◆ WHAT YOU ARE ASKED TO DO ◆
What is needed is an exact transcription of every record below.

◆ RECORD EXTRACTS ◆
◇ ◇ ◇ ◇ ◇ ◇ ◇

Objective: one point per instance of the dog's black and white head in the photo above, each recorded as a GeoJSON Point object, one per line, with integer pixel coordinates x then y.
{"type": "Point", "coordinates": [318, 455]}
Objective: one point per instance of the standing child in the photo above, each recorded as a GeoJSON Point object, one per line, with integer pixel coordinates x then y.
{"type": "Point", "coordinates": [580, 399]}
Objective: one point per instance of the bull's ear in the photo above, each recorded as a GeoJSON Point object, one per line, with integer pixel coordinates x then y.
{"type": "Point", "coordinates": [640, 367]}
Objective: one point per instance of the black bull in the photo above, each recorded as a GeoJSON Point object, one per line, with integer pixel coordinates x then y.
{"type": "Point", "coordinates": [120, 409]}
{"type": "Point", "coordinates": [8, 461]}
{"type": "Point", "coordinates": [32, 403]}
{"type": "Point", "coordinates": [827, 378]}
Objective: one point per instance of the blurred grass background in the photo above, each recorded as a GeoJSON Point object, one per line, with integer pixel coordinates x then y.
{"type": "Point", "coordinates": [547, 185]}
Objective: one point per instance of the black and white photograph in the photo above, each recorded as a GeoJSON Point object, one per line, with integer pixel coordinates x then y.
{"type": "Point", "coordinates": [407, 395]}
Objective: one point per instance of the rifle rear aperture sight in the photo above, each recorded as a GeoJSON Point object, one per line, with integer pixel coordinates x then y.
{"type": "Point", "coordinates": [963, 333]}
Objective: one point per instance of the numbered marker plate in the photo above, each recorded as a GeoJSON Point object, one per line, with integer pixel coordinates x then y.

◇ ◇ ◇ ◇ ◇ ◇ ◇

◆ SOLUTION TO THE PROBLEM ◆
Objective: one point per instance of the dog's black and white head in the photo above, each recorded as a GeoJSON Point object, one per line, with integer pixel coordinates x then y.
{"type": "Point", "coordinates": [318, 455]}
Objective: one point per instance of the standing child in the photo above, each recorded as a GeoJSON Point object, one per line, with integer pixel coordinates x then y.
{"type": "Point", "coordinates": [580, 399]}
Objective: one point per instance of the bull's ear in the photo above, each recorded as a GeoJSON Point object, one per line, with integer pixel coordinates x then y.
{"type": "Point", "coordinates": [640, 367]}
Objective: one point per instance of the black bull in the photo above, each recorded as a GeoJSON Point object, one per line, with integer pixel coordinates x then y.
{"type": "Point", "coordinates": [120, 409]}
{"type": "Point", "coordinates": [8, 461]}
{"type": "Point", "coordinates": [32, 403]}
{"type": "Point", "coordinates": [827, 378]}
Objective: one point per instance of the blurred grass background in the photo above, each recorded as a GeoJSON Point object, one per line, with integer pixel coordinates x then y.
{"type": "Point", "coordinates": [547, 185]}
Objective: one point per instance of the black and white photograph in the photo above, each recorded as a GeoJSON Point object, one per line, with integer pixel coordinates x then y.
{"type": "Point", "coordinates": [407, 395]}
Objective: one point per instance of the rifle rear aperture sight in the photo above, each recorded as a GeoJSON Point object, one per line, with integer pixel coordinates x then y.
{"type": "Point", "coordinates": [963, 333]}
Objective: one point per instance of the numbered marker plate in the photo above, each recorded as a GeoJSON Point object, one per line, with integer pixel coordinates x then y.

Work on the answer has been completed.